TASK DETAILS ▸ Copy the material word for word, starting at the line that contains "written like (167,73)." and ending with the last line of the material.

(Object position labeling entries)
=-=-=
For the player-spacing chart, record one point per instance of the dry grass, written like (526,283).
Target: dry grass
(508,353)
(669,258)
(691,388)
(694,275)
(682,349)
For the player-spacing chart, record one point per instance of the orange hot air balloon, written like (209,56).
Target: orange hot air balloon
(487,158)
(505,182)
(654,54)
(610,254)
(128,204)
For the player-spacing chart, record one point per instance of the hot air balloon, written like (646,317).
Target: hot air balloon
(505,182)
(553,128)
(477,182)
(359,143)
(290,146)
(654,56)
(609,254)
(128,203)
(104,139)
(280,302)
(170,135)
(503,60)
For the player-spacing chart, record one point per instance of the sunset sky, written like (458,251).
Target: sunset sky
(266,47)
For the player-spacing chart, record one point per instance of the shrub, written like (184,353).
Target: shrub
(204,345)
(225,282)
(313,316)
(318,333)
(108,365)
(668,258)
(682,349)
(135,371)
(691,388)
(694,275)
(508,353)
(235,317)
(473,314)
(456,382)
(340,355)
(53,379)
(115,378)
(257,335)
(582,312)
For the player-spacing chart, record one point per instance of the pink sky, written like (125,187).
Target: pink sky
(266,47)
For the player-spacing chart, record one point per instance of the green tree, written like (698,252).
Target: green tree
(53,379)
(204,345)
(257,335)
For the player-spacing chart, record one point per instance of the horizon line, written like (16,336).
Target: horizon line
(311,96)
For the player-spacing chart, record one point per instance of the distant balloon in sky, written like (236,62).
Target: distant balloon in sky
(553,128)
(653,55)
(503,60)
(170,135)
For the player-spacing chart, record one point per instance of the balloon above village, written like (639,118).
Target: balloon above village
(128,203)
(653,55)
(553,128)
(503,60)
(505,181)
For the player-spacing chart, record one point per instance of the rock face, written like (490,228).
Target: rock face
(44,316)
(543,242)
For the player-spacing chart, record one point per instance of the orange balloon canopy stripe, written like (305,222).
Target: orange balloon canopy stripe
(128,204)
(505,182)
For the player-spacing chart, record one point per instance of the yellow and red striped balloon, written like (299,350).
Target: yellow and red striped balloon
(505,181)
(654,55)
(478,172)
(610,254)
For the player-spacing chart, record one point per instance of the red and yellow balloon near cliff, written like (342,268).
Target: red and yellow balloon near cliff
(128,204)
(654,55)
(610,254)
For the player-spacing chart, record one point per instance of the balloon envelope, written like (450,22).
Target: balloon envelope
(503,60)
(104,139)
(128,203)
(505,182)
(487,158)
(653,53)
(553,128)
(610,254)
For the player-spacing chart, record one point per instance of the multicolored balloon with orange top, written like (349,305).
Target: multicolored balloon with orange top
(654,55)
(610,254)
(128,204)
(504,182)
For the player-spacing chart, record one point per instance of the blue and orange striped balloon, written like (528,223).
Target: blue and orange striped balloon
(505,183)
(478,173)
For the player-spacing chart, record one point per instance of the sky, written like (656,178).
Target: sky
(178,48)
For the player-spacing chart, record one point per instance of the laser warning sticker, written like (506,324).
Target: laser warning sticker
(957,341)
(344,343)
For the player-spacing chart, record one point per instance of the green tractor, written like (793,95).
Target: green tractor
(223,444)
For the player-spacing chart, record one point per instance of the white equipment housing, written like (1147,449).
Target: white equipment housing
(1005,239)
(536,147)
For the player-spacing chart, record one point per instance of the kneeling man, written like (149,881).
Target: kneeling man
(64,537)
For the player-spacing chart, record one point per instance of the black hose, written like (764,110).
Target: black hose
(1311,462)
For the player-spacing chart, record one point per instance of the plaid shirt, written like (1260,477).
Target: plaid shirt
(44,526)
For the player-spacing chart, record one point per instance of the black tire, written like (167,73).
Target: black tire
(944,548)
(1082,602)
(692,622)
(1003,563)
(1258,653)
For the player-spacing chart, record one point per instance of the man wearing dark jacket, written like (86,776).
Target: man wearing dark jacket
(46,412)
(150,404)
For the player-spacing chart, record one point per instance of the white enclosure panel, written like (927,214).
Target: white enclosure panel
=-=-=
REPLY TO THE TASK ▸
For the player-spacing chart, record one point per instance of the black tire, written like (167,73).
Target: black tire
(944,548)
(1082,602)
(692,622)
(1003,563)
(1258,653)
For the player-spacing chart, record one point per instance of the man wearing dark jacket, written like (86,776).
Target: man wearing dark jacket
(46,412)
(150,404)
For the player-spacing chart, record one point per instance of the white enclosure panel, written like (927,214).
Target: white enclosure panel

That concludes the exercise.